[STATED TASK 1]: List the three conditions that, according to the forum thread on fuel tanks and batteries, a fire or explosion requires.
[STATED TASK 2]: In the records, render the part that opens with the line containing "outline large hiking backpack" and closes with the line containing "151L84 152L83 155L79" as a Markdown table with the columns Row and Line. Number each line in order and skip blank lines.

[EXTRACT PROVIDED]:
## Begin
# Fuel tank and battery in same compartment?



## RobertKWFL (Apr 3, 2009)

My catamaran has transom-hung outboards. I'm thinking about the best location for the starting batteries and permanently installed below deck fuel tanks. We currently use portable tanks above deck. They are always tripping people, fouling sheets, or otherwise in the way. Each hull has a compartment at the stern with a bulkhead sealing it off from the rest of the boat. These compartments would be the perfect size and location for battery and tank. Assuming the battery is installed correctly (strapped down in leakproof box; vented; no ignition sources, etc) and assuming a permanent below deck tank is installed correctly (strapped down; properly installed deck fill and vent, etc), would it be illegal/unsafe/unwise to have battery and gasoline tank side-by-side in the same compartment?


----------



## Barquito (Dec 5, 2007)

> would it be illegal/unsafe/unwise to have battery and gasoline tank side-by-side in the same compartment?


Yes.


----------



## tommays (Sep 9, 2008)

Well

Not sure if you really mean touching or in the same compartment 


Unwise as it may be its sort of the way a lot of boats were and still are built 

There are a fair amount of ventilation requirements that may come into play and i had a survey guy stop by my boat before i got to far into it to get and idea what would pass


----------



## Barquito (Dec 5, 2007)

> Fires and explosions require three conditions before they can occur. This is called the fire triangle. It is, oxygen, a source of ignition, and fuel. On boats the oxygen obviously is present, the source of ignition is usually the boats electrical system, and the fuel is generally gasoline. So, if one side of the fire triangle can be eliminated, then the explosion and fire can be prevented. Each of the standards dealing with fuel systems, electrical systems and ventilation is designed to eliminate one of the sides of the fire triangle.


Kind of simple. But, it makes sense. Would it be possible to build a glassed-in box that is ventilated to the outside for the gas tank?


----------



## tommays (Sep 9, 2008)

If you install a proper fuel tank its already a sealed unit










And then install the proper fill and vent hoses










And locate the fill and vent so they do there thing overboard WHICH has a bunch or rules as to were

If you have smells something is broken


----------



## RobertKWFL (Apr 3, 2009)

Well, I've read all the AYBC/USCG/ISO regs I can find regarding battery installation and permanent fuel tank installation. AYBC says the battery can't be directly over or under the fuel tank, and there are specific rules about fuel hoses running over batteries. Otherwise I can't find anything specifically about battery/fuel tank proximity. The only issue I know of is that all electrical devices in the compartment have to have ignition protection certification. I guess batteries don't have that certification, even if under normal conditions they are not an ignition source. So the batteries will have to move to another home.


----------



## tommays (Sep 9, 2008)
## End
[PROVIDED MATERIAL]:
## Begin
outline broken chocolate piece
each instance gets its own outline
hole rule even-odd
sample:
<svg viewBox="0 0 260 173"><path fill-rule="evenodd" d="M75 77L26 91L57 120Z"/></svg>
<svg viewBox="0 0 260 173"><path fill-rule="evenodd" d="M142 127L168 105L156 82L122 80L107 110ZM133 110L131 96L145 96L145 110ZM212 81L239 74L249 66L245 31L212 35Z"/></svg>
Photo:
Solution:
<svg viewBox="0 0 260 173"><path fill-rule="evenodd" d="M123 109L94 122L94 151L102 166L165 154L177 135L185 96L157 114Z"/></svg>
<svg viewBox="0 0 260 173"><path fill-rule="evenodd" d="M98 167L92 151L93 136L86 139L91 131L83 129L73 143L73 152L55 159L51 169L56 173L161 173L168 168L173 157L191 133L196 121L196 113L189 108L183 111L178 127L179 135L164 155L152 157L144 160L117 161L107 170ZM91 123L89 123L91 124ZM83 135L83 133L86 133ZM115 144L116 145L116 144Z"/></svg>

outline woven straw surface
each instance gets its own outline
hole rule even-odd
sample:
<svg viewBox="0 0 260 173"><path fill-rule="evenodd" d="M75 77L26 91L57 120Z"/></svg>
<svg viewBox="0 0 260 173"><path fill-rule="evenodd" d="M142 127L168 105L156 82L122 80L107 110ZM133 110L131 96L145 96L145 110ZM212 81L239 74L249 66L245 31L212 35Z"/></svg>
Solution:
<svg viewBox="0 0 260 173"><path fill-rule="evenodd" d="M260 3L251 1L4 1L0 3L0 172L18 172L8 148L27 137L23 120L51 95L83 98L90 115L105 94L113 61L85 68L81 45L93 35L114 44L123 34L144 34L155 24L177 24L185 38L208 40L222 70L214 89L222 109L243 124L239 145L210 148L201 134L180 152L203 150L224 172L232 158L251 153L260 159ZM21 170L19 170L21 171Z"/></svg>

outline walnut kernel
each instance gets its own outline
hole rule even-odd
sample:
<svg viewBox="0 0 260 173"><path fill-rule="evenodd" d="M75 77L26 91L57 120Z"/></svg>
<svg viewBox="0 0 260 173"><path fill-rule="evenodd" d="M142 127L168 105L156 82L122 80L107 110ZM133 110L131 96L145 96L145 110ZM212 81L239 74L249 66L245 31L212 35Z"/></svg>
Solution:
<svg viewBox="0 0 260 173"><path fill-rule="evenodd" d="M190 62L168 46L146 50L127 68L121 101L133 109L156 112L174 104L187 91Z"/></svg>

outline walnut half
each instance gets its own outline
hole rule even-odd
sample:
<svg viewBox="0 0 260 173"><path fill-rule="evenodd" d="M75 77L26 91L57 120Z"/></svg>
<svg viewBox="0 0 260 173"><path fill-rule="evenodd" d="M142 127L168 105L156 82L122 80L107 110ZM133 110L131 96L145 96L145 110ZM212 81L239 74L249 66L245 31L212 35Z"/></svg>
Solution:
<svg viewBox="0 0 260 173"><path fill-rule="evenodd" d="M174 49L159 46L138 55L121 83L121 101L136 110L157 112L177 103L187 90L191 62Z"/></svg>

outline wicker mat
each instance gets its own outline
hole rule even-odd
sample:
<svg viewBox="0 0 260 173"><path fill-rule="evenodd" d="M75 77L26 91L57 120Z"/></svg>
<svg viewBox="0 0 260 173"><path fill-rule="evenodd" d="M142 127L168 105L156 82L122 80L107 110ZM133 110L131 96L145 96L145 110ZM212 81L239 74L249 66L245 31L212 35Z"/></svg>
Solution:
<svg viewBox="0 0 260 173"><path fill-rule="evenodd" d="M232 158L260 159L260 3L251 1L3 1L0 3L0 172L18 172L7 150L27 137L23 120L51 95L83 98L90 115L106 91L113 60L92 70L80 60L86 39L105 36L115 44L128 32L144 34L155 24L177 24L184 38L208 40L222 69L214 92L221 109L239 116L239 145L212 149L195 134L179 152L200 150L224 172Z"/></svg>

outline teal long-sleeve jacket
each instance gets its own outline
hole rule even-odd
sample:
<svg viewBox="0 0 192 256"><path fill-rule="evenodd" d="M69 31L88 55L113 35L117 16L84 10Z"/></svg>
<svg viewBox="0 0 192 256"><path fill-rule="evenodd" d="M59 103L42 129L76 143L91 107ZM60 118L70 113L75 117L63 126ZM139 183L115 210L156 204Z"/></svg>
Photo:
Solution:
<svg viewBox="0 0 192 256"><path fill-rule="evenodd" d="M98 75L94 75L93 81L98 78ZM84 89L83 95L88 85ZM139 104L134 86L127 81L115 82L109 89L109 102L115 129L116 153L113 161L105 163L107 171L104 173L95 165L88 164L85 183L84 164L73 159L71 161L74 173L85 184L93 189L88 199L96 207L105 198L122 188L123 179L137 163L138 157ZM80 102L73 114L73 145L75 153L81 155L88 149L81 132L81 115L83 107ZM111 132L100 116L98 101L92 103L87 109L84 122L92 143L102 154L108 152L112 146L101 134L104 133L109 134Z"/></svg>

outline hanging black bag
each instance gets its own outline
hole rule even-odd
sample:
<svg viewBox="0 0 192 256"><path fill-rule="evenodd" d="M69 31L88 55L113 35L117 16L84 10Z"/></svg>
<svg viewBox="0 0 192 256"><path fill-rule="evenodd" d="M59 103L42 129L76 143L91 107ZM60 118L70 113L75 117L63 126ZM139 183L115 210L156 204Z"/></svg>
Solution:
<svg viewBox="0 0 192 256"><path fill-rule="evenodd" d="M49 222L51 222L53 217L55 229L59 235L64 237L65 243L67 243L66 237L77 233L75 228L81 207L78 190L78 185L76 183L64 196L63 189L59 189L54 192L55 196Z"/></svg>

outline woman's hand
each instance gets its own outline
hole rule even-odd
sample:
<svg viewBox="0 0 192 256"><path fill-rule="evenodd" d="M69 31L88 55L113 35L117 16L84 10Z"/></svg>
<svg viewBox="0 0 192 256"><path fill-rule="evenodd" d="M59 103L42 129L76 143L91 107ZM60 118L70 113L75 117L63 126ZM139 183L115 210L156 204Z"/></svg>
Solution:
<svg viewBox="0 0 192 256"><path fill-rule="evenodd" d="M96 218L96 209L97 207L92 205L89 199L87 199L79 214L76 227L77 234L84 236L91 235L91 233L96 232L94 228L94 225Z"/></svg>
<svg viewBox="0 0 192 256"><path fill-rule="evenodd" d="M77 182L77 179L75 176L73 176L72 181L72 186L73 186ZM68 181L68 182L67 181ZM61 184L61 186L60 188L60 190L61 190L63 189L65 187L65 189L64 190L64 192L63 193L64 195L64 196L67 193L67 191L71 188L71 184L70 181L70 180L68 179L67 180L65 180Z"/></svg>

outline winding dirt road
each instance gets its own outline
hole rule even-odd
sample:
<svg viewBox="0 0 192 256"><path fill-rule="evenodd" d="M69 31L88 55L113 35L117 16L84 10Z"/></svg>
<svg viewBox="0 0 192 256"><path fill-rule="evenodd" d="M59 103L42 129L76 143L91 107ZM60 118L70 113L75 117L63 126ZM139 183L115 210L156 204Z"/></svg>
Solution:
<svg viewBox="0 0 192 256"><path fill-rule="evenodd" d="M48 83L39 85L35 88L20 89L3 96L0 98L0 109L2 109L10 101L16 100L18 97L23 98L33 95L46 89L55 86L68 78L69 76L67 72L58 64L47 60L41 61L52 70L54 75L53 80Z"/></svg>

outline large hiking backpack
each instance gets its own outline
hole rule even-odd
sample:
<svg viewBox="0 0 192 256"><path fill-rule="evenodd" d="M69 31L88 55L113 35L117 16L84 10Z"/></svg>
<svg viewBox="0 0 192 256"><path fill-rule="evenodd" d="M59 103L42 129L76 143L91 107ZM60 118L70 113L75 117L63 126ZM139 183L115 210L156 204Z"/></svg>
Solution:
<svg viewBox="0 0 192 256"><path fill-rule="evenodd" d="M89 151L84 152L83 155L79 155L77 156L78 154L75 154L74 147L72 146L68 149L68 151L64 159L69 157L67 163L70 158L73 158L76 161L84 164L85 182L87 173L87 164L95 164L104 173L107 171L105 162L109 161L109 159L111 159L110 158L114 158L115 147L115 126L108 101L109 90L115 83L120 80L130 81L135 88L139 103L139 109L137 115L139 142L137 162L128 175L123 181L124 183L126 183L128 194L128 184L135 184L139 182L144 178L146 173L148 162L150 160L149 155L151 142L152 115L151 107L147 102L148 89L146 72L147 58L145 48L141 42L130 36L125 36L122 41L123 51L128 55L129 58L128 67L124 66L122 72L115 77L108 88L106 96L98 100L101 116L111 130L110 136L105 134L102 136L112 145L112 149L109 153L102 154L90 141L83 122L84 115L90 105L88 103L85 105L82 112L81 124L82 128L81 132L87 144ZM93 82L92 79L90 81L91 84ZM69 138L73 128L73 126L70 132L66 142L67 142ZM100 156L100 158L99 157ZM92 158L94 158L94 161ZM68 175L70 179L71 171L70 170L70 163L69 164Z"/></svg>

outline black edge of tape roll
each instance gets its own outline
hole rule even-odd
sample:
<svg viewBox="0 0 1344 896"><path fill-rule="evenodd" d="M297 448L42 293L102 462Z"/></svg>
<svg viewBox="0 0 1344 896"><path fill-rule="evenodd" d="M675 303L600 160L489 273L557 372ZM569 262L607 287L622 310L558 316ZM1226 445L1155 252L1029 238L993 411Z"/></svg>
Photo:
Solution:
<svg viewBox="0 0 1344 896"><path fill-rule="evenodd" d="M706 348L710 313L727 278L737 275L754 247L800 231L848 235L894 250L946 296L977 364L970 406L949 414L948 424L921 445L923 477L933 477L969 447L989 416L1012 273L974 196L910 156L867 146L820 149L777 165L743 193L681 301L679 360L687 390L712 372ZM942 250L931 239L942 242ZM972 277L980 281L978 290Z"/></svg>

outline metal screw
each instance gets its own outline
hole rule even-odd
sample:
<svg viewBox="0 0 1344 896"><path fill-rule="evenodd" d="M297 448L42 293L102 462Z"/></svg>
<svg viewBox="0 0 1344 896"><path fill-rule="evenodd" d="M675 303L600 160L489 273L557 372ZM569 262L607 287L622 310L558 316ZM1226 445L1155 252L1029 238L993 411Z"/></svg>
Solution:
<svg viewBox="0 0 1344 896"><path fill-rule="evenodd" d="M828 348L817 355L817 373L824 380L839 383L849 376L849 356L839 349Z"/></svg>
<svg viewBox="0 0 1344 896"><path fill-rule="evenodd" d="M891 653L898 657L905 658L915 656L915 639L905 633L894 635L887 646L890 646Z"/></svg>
## End
[SOLUTION 1]:
- Oxygen
- A source of ignition
- Fuel

[SOLUTION 2]:
| Row | Line |
|---|---|
| 1 | outline large hiking backpack |
| 2 | each instance gets its own outline |
| 3 | hole rule even-odd |
| 4 | sample: |
| 5 | <svg viewBox="0 0 192 256"><path fill-rule="evenodd" d="M69 31L88 55L113 35L117 16L84 10Z"/></svg> |
| 6 | <svg viewBox="0 0 192 256"><path fill-rule="evenodd" d="M59 103L42 129L76 143L91 107ZM60 118L70 113L75 117L63 126ZM139 183L115 210L156 204Z"/></svg> |
| 7 | Solution: |
| 8 | <svg viewBox="0 0 192 256"><path fill-rule="evenodd" d="M89 151L84 152L83 155L79 155L77 156L78 154L75 154L74 147L72 146L68 149L68 151L64 159L69 157L67 163L70 158L73 158L76 161L84 164L85 182L87 173L87 164L95 164L104 173L107 171L105 162L109 161L109 159L111 159L110 158L114 158L115 147L115 126L108 101L109 90L115 83L120 80L130 81L135 88L139 103L139 109L137 115L139 142L137 162L128 175L123 181L124 183L126 183L128 194L128 184L135 184L139 182L144 178L146 173L148 162L150 160L149 155L151 142L152 115L151 107L147 102L148 89L146 72L147 58L145 48L141 42L130 36L125 36L122 41L123 51L128 55L129 58L128 67L124 66L122 72L115 77L108 88L106 96L98 100L101 116L111 130L110 136L105 134L102 136L112 145L112 149L109 153L102 154L90 141L83 122L84 115L90 105L88 103L85 105L82 112L81 124L82 128L81 132L87 144ZM93 82L92 79L90 81L91 84ZM69 138L73 128L73 126L70 132L66 142L67 142ZM100 156L100 158L99 157ZM92 158L94 158L94 161ZM68 175L70 179L71 171L70 170L70 163L69 164Z"/></svg> |